____ Given data

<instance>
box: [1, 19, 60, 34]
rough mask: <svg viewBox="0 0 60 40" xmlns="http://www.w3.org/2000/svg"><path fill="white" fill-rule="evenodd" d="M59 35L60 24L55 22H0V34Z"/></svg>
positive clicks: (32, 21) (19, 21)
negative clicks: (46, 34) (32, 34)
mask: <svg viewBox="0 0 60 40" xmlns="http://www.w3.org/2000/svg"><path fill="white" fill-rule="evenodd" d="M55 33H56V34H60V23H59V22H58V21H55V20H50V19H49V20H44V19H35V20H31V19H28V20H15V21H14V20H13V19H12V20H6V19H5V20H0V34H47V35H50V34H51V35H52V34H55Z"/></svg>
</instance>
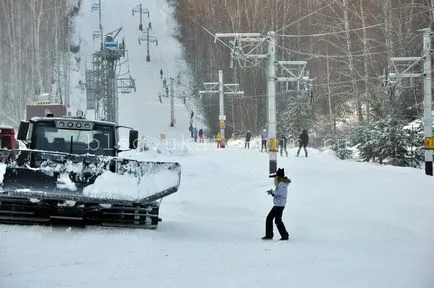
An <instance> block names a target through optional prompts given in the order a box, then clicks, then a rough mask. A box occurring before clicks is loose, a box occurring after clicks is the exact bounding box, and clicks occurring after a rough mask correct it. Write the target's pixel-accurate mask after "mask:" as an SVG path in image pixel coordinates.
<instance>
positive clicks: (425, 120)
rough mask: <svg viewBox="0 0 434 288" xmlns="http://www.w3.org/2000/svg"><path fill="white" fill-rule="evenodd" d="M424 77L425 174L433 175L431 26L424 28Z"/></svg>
mask: <svg viewBox="0 0 434 288" xmlns="http://www.w3.org/2000/svg"><path fill="white" fill-rule="evenodd" d="M423 58H424V64H423V77H424V85H423V91H424V93H423V94H424V103H423V111H424V121H423V122H424V132H425V174H426V175H429V176H433V169H432V168H433V167H432V166H433V165H432V161H433V150H434V138H433V133H432V132H433V131H432V130H433V121H432V94H431V28H426V29H424V30H423Z"/></svg>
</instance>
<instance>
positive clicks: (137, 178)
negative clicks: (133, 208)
mask: <svg viewBox="0 0 434 288" xmlns="http://www.w3.org/2000/svg"><path fill="white" fill-rule="evenodd" d="M178 184H179V176H178V174H177V173H176V172H171V171H169V170H162V171H158V172H156V173H151V174H145V175H144V176H141V178H140V179H139V178H137V177H135V176H133V175H131V174H123V175H121V174H116V173H112V172H109V171H106V172H104V173H103V174H102V175H100V176H99V177H98V178H97V179H96V180H95V183H94V184H92V185H89V186H87V187H85V188H84V189H83V195H85V196H88V197H96V198H103V199H116V200H130V201H134V200H141V199H143V198H145V197H148V196H151V195H153V194H155V193H158V192H161V191H164V190H166V189H169V188H171V187H174V186H178Z"/></svg>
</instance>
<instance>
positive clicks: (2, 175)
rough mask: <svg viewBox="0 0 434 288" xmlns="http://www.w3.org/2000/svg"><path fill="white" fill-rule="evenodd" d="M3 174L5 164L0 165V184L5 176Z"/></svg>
mask: <svg viewBox="0 0 434 288" xmlns="http://www.w3.org/2000/svg"><path fill="white" fill-rule="evenodd" d="M5 173H6V164H4V163H0V184H2V183H3V177H4V176H5Z"/></svg>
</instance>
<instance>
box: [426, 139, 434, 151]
mask: <svg viewBox="0 0 434 288" xmlns="http://www.w3.org/2000/svg"><path fill="white" fill-rule="evenodd" d="M425 149H427V150H434V137H425Z"/></svg>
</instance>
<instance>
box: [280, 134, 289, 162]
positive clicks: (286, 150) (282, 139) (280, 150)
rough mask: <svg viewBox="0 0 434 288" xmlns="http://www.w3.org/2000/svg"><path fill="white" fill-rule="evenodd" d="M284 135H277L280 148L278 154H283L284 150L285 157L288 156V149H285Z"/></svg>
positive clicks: (285, 147) (285, 140) (287, 156)
mask: <svg viewBox="0 0 434 288" xmlns="http://www.w3.org/2000/svg"><path fill="white" fill-rule="evenodd" d="M286 141H287V139H286V136H285V135H280V136H279V148H280V156H283V151H285V154H286V157H288V150H286Z"/></svg>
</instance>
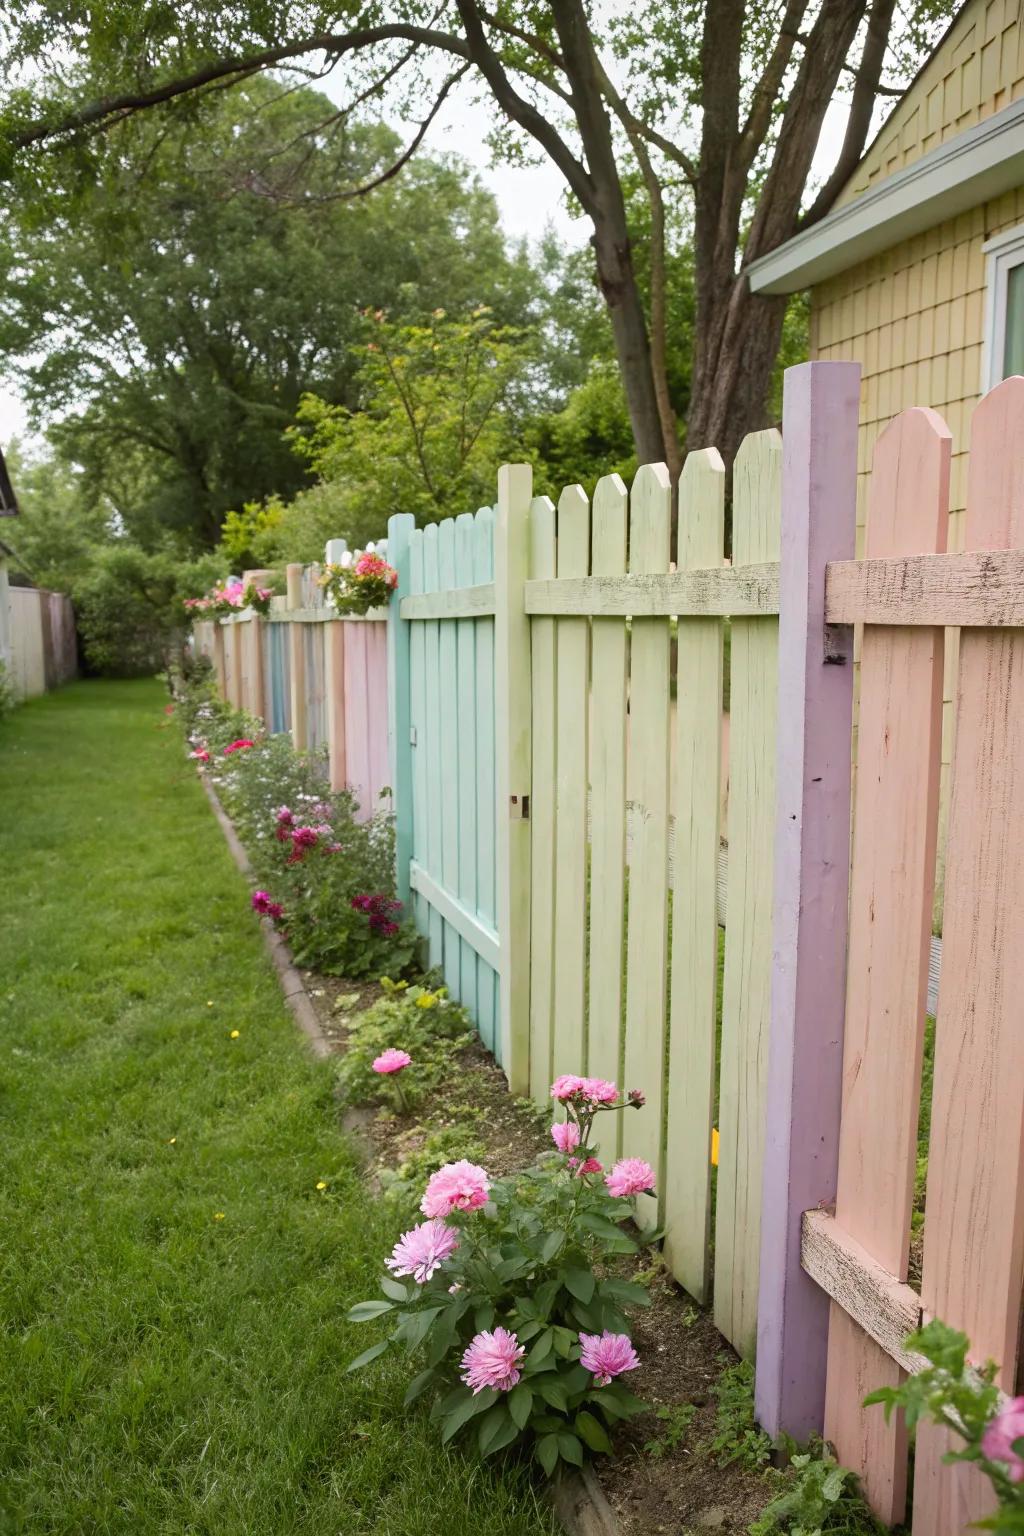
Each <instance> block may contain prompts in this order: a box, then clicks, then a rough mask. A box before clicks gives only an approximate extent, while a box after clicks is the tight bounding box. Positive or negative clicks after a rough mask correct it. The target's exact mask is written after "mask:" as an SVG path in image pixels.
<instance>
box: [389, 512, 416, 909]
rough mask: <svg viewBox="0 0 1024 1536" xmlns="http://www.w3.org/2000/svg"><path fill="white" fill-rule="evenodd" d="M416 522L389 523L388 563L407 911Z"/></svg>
mask: <svg viewBox="0 0 1024 1536" xmlns="http://www.w3.org/2000/svg"><path fill="white" fill-rule="evenodd" d="M415 527H416V519H415V518H413V515H411V511H398V513H395V516H393V518H388V519H387V548H388V564H390V565H393V567H395V570H396V571H398V587H396V590H395V596H393V598H391V601H390V604H388V610H387V750H388V773H390V776H391V805H393V806H395V862H396V883H398V899H399V902H404V903H405V905H407V906H408V900H410V894H411V892H410V885H408V866H410V862H411V857H413V742H411V728H413V711H411V694H410V634H408V630H410V625H408V621H407V619H402V616H401V611H399V604H401V601H402V598H407V596H408V593H410V590H411V587H410V548H408V541H410V536H411V531H413V528H415Z"/></svg>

________

▶ [Your objective]: Please copy out every line in the records above that contains the string "before", treating uppercase and lowercase as different.

▶ [Exercise answer]:
An <instance> block names a target through optional prompts given in the order a box, then clicks, then a rough mask. A box occurring before clicks is loose, a box occurring after clicks is the exact bounding box, and clicks occurring after a rough mask correct it. Write the target's pixel-accurate mask after "mask:" as an SVG path in image pixel coordinates.
Each <instance> block may contain prompts in this order: a box, then clicks, then a rough mask. A box before clicks gives only an approximate extent, while a box after clicks is the tight bounding box. Positive or negative clicks after a rough mask correct it. The target's exact mask is written after "mask:" as an SVG path in image pixels.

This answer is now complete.